__Excerpt to read__.
start

So maybe, just maybe, the answer is not to flee in search of something better but to make the place where you are better.

Tiberius - pulling the tail of the left AND right when needed

August 4th, 2012
6:10 am

It is apparent that many people are missing the operative point in this discussion.

Everybody talks about “If Atlanta is to grow . . .”.

News flash! Atlanta CAN’T grow. Or at least, it shouldn’t grow any larger than it already is.

We have no water and our primary source will never meet our growth needs.

All this talk about planning for growth is a waste of time.

Michael H. Smith

August 4th, 2012
6:51 am

It’s true that commuters in each county stood to benefit from projects built elsewhere, but those figures were overly skewed.

Overly skewed is an understatement not only with respects to where the most projects themselves went, rather it was as much the design per se’ which was tilted in a direction that has been rejected REPEATEDLY. Et al public mass transportation verses private individual transportation. Fifty two percent of the monies raised were earmarked for MARTA.

My little pep talk with the Mayor of Atlanta:

Kasim Reed wanted the answer, so he said, to why good honest decent folks just don’t trust government – so-called “their government”. I doubt the young man really doesn’t know but for the fun of it I’ll entertain him.

First, If it truly were our government Mr. Reed, perhaps that would make trust a bit easier. For instance, you and I sir have a very big difference in our understanding of what type of government we shall have: You say (Social) Democracy and I say a Representative Republic.

Secondly, Mr. Reed, because of this difference of Democracy -v- Republic, you likely depend on, and would have all others depend on government re-distribution; which seldom happens in Representative Republics where individual property rights are protected from confiscation by the group.

Therefore, you Mr. Reed, probably think: Who in their right mind would reject MARTA and making it the hub wherein the outlying shall become the spokes thereof?

Well, you’re going to be a bit disappointed with that answer Mr. Reed but all those people who were said to have fled would first suggest you question your own sanity before inquiring of ours’: We voted with our feet Mr. Reed, against the kind of things MARTA represents. The means of mobility Mr. Reed is an “acquired privilege”, it is not a “birthright” of individuals. Government’s only obligation in transportation is to provide the individual with “access to mobility” not with the “means of mobility” whereby the individual can travel.

Thirdly, Mr. Reed, don’t expect voters to accept the idea of giving you and other politicians a “blank check” via a gas tax that doesn’t have the necessary legal language to FORCE it back on the ballot for the voters to either end it or extend it. Big legal difference between the use and meanings of “will” and “shall”, as if the lesson of GA 400 wasn’t enough per se’ .

end

__Record set__.
start

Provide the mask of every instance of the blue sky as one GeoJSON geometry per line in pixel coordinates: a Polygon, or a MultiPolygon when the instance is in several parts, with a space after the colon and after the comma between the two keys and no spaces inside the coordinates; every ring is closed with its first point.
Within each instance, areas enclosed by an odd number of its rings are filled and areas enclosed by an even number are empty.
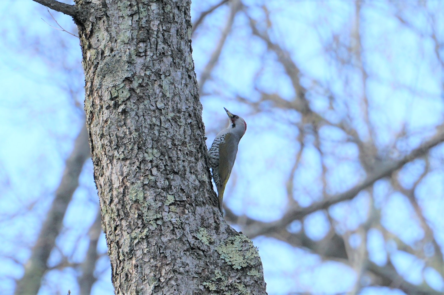
{"type": "MultiPolygon", "coordinates": [[[[385,1],[363,6],[362,59],[352,60],[350,64],[362,63],[369,75],[365,85],[358,67],[338,63],[338,56],[325,49],[337,46],[341,53],[346,45],[356,46],[352,38],[357,29],[353,26],[355,8],[351,1],[244,3],[250,6],[250,15],[260,21],[259,25],[264,29],[266,22],[261,5],[266,3],[273,24],[271,38],[284,47],[301,69],[301,83],[311,90],[309,94],[313,98],[310,100],[313,109],[334,122],[349,117],[364,140],[370,134],[362,116],[361,98],[367,96],[369,122],[381,156],[396,158],[426,140],[442,122],[443,68],[434,57],[434,45],[429,37],[433,26],[429,17],[431,14],[435,17],[435,28],[444,27],[440,25],[443,19],[442,2],[430,1],[425,7],[415,8],[412,4],[401,9],[413,24],[410,28],[394,17],[395,8],[385,1]],[[327,95],[321,91],[325,89],[336,98],[333,110],[327,95]],[[403,128],[407,135],[398,140],[397,135],[403,128]]],[[[210,4],[194,1],[193,5],[195,20],[202,7],[210,4]]],[[[196,32],[193,58],[198,77],[214,48],[228,12],[226,7],[217,10],[196,32]]],[[[64,28],[72,28],[71,18],[57,13],[54,15],[64,28]]],[[[23,263],[28,257],[30,247],[60,181],[64,160],[80,129],[83,114],[83,106],[78,104],[83,103],[84,80],[78,39],[56,31],[42,20],[41,18],[55,25],[41,5],[30,0],[4,1],[0,3],[0,32],[4,41],[0,43],[3,53],[0,56],[3,90],[0,237],[4,241],[0,250],[0,263],[4,266],[0,271],[0,292],[7,294],[13,290],[12,278],[20,277],[23,272],[14,260],[23,263]],[[42,58],[42,54],[53,57],[42,58]],[[71,69],[70,72],[63,72],[63,65],[71,69]]],[[[296,126],[300,118],[294,111],[274,108],[267,102],[261,105],[263,111],[257,114],[250,106],[236,100],[239,95],[258,101],[260,94],[255,87],[289,101],[294,95],[289,79],[276,62],[275,55],[267,51],[258,38],[251,36],[246,24],[245,16],[238,14],[212,79],[203,89],[202,115],[208,146],[227,124],[223,107],[245,118],[247,130],[240,142],[224,199],[237,214],[269,221],[279,218],[287,205],[284,184],[301,148],[296,126]]],[[[443,34],[442,30],[436,32],[440,40],[444,39],[443,34]]],[[[347,57],[343,52],[339,58],[347,57]]],[[[302,207],[322,197],[319,184],[323,162],[328,169],[326,189],[330,194],[350,188],[365,175],[357,161],[356,146],[347,141],[346,134],[337,128],[324,126],[320,135],[324,158],[313,145],[314,138],[305,138],[302,160],[293,180],[293,195],[302,207]]],[[[428,164],[432,171],[415,191],[441,249],[443,151],[442,146],[433,150],[428,164]]],[[[407,188],[411,187],[425,165],[423,159],[406,165],[399,173],[400,182],[407,188]]],[[[98,203],[92,170],[88,161],[65,216],[65,228],[57,240],[59,249],[53,251],[50,265],[59,262],[61,253],[72,262],[81,262],[84,256],[88,240],[85,233],[94,220],[98,203]]],[[[359,245],[362,236],[357,231],[373,212],[374,204],[385,228],[414,248],[420,244],[425,233],[406,197],[395,191],[386,180],[377,181],[372,189],[373,199],[362,192],[353,200],[329,209],[335,230],[341,234],[351,233],[350,244],[359,245]]],[[[436,290],[443,290],[444,283],[436,271],[424,269],[423,260],[398,250],[377,225],[366,236],[371,261],[383,265],[389,258],[408,281],[419,284],[425,280],[436,290]]],[[[317,240],[324,238],[331,227],[326,212],[319,212],[307,216],[303,224],[293,224],[292,230],[304,230],[317,240]]],[[[304,290],[333,294],[350,290],[355,283],[357,276],[353,269],[340,262],[324,260],[270,238],[259,237],[254,242],[259,248],[270,294],[304,290]]],[[[100,253],[106,253],[103,235],[99,248],[100,253]]],[[[100,279],[94,286],[94,294],[113,294],[106,256],[98,263],[96,274],[100,279]]],[[[45,276],[46,283],[39,294],[63,293],[68,289],[75,294],[77,275],[72,268],[52,271],[45,276]]],[[[403,293],[369,287],[359,294],[403,293]]]]}

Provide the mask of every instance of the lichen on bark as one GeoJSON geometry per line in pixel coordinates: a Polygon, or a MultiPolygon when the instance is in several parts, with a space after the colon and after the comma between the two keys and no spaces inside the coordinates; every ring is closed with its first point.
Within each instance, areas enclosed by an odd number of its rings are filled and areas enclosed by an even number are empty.
{"type": "Polygon", "coordinates": [[[118,294],[265,294],[206,163],[189,0],[78,1],[85,109],[118,294]]]}

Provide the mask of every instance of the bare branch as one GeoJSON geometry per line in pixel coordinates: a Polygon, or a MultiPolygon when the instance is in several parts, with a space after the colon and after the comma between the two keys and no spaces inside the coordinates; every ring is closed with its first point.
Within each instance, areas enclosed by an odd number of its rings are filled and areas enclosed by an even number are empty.
{"type": "Polygon", "coordinates": [[[79,176],[83,164],[90,157],[88,133],[86,126],[84,125],[75,139],[72,152],[67,160],[56,197],[26,263],[24,274],[17,282],[16,294],[36,294],[38,292],[42,278],[48,269],[48,259],[63,225],[68,205],[78,186],[79,176]]]}
{"type": "Polygon", "coordinates": [[[56,28],[55,27],[52,26],[51,25],[50,25],[49,24],[48,24],[48,22],[47,22],[44,20],[43,19],[42,19],[42,20],[43,20],[43,21],[44,21],[45,23],[46,23],[48,26],[49,26],[50,27],[51,27],[52,28],[56,29],[56,30],[57,30],[58,31],[61,31],[63,32],[66,32],[68,34],[69,34],[70,35],[72,35],[74,36],[74,37],[77,37],[77,38],[79,38],[79,36],[78,36],[77,35],[75,35],[75,34],[73,34],[72,33],[71,33],[71,32],[70,31],[67,31],[66,30],[65,30],[65,29],[64,29],[63,28],[63,27],[62,27],[62,26],[60,25],[60,24],[59,24],[59,22],[57,21],[57,20],[54,17],[54,16],[53,16],[52,14],[51,13],[51,12],[50,11],[49,11],[49,8],[48,8],[47,7],[46,8],[46,9],[48,11],[48,13],[49,13],[49,14],[51,15],[51,17],[52,18],[52,19],[54,20],[54,21],[55,22],[56,22],[56,23],[57,24],[57,25],[59,26],[59,27],[60,28],[59,29],[58,28],[56,28]]]}
{"type": "Polygon", "coordinates": [[[381,165],[379,168],[376,169],[375,172],[369,175],[361,184],[346,192],[334,197],[325,197],[323,201],[315,203],[306,208],[294,206],[290,208],[281,219],[276,221],[266,223],[253,223],[251,225],[244,229],[244,233],[250,238],[253,238],[269,232],[275,231],[278,228],[283,228],[293,220],[300,219],[318,210],[326,209],[333,204],[353,199],[364,189],[372,185],[379,179],[389,176],[407,163],[424,156],[429,149],[443,142],[444,142],[444,130],[439,130],[434,137],[413,149],[408,155],[397,161],[381,165]]]}
{"type": "Polygon", "coordinates": [[[86,257],[82,263],[82,276],[79,279],[80,294],[89,294],[91,293],[92,285],[97,280],[94,275],[95,264],[99,259],[97,253],[97,244],[99,238],[102,232],[102,215],[99,208],[95,220],[89,228],[89,246],[87,252],[86,257]]]}
{"type": "Polygon", "coordinates": [[[211,54],[211,56],[210,58],[210,60],[205,66],[205,68],[202,71],[202,74],[200,76],[200,79],[199,81],[199,89],[200,90],[199,92],[200,92],[199,95],[201,97],[202,95],[202,91],[204,88],[203,86],[208,78],[210,78],[213,69],[219,59],[221,53],[222,52],[222,48],[223,47],[224,44],[225,44],[225,41],[228,36],[228,34],[230,34],[230,32],[231,31],[231,28],[233,27],[233,24],[234,22],[234,17],[236,16],[236,14],[238,13],[238,12],[240,9],[241,7],[240,1],[238,0],[235,0],[231,4],[231,9],[230,13],[230,16],[228,17],[228,20],[227,21],[225,28],[224,28],[223,31],[222,31],[222,35],[221,36],[220,39],[219,40],[219,42],[218,43],[216,48],[211,54]]]}
{"type": "Polygon", "coordinates": [[[81,15],[75,5],[70,5],[56,0],[33,0],[52,9],[71,16],[76,20],[81,19],[81,15]]]}
{"type": "Polygon", "coordinates": [[[194,24],[193,24],[193,29],[191,30],[191,34],[194,33],[194,31],[195,31],[197,27],[200,25],[201,23],[203,21],[204,19],[205,18],[206,16],[208,15],[214,10],[218,9],[219,7],[223,5],[224,4],[225,4],[227,2],[228,2],[228,0],[222,0],[222,1],[219,2],[217,4],[210,7],[210,9],[208,10],[206,10],[201,13],[200,15],[199,16],[199,17],[198,18],[197,20],[194,22],[194,24]]]}

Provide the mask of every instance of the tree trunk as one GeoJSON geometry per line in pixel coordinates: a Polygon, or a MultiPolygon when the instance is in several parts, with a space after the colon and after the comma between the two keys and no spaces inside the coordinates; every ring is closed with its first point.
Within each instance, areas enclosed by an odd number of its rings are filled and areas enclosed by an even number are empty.
{"type": "Polygon", "coordinates": [[[212,189],[190,1],[76,2],[59,11],[79,28],[115,293],[266,294],[257,249],[212,189]]]}

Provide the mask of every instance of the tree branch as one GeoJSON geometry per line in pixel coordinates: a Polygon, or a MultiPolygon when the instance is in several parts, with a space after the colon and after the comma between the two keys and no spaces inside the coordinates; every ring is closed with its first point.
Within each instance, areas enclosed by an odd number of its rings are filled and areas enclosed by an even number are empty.
{"type": "Polygon", "coordinates": [[[56,239],[63,225],[63,218],[74,192],[79,185],[79,177],[83,164],[91,157],[88,133],[84,125],[74,142],[74,147],[66,165],[56,197],[46,220],[25,266],[23,276],[17,282],[16,294],[36,294],[42,278],[48,270],[47,263],[56,239]]]}
{"type": "Polygon", "coordinates": [[[75,5],[70,5],[56,0],[33,0],[52,9],[71,16],[74,19],[81,19],[80,13],[75,5]]]}
{"type": "Polygon", "coordinates": [[[432,148],[444,142],[444,128],[441,126],[436,134],[428,141],[413,149],[408,154],[397,161],[388,163],[369,175],[361,184],[334,197],[326,197],[320,202],[315,203],[307,207],[301,208],[294,206],[289,208],[284,216],[278,220],[269,223],[261,221],[252,222],[250,226],[246,226],[242,231],[250,239],[270,232],[283,228],[293,220],[300,219],[318,210],[327,209],[333,204],[353,199],[361,190],[373,185],[377,181],[389,176],[392,173],[400,169],[406,163],[424,156],[432,148]]]}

end

__Description of the task__. Transcribe part of the comments on Atlanta's growth above, beginning at the words "Kasim Reed wanted" and stopping after "I’ll entertain him.".

__Solution for this exercise__.
Kasim Reed wanted the answer, so he said, to why good honest decent folks just don’t trust government – so-called “their government”. I doubt the young man really doesn’t know but for the fun of it I’ll entertain him.